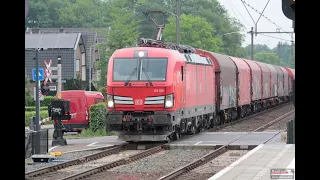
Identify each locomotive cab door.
[181,64,187,117]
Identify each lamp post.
[89,43,104,91]
[222,31,239,36]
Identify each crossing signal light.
[41,83,50,96]
[290,0,296,12]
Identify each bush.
[25,96,56,107]
[24,94,35,106]
[89,102,107,132]
[24,110,52,126]
[24,106,48,111]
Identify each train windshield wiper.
[142,68,153,86]
[124,68,138,86]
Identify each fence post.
[287,120,293,144]
[292,118,296,144]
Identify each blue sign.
[32,68,44,81]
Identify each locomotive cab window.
[140,58,168,81]
[94,98,103,104]
[181,66,183,81]
[113,58,139,81]
[113,58,168,81]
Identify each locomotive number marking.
[153,89,164,92]
[135,99,142,105]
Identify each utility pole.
[52,56,67,146]
[291,34,295,65]
[249,27,254,60]
[35,48,41,154]
[176,0,180,44]
[89,43,104,91]
[278,42,280,65]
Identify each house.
[25,33,87,90]
[26,28,105,84]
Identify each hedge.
[25,96,56,107]
[89,102,107,132]
[24,106,48,111]
[24,110,52,126]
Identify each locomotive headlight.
[164,94,173,108]
[107,94,114,108]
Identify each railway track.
[25,102,290,180]
[207,101,292,132]
[159,110,295,180]
[25,143,128,179]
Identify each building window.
[94,98,103,104]
[76,59,80,72]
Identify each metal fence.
[25,129,49,158]
[287,119,295,144]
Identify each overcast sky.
[218,0,294,48]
* * * * * * * * *
▶ _DIRECTIVE_
Copy the lines above, starting at the one that has "Identify each bush." and stopping after the one that has "[113,58,168,81]". Keep the text lines as they are, and add 54 to every box coordinate.

▶ _OUTPUT FOR THIS EXERCISE_
Identify each bush.
[79,150,110,161]
[78,148,89,160]
[143,156,161,186]
[78,164,106,180]
[78,160,102,165]
Identify each train windshield wiper.
[196,122,207,140]
[178,122,192,140]
Identify each fence post.
[341,174,347,198]
[346,172,350,198]
Identify each blue sign.
[86,122,98,135]
Identify each locomotive cab window.
[194,112,222,135]
[148,152,157,158]
[235,120,237,135]
[167,112,193,135]
[167,112,222,135]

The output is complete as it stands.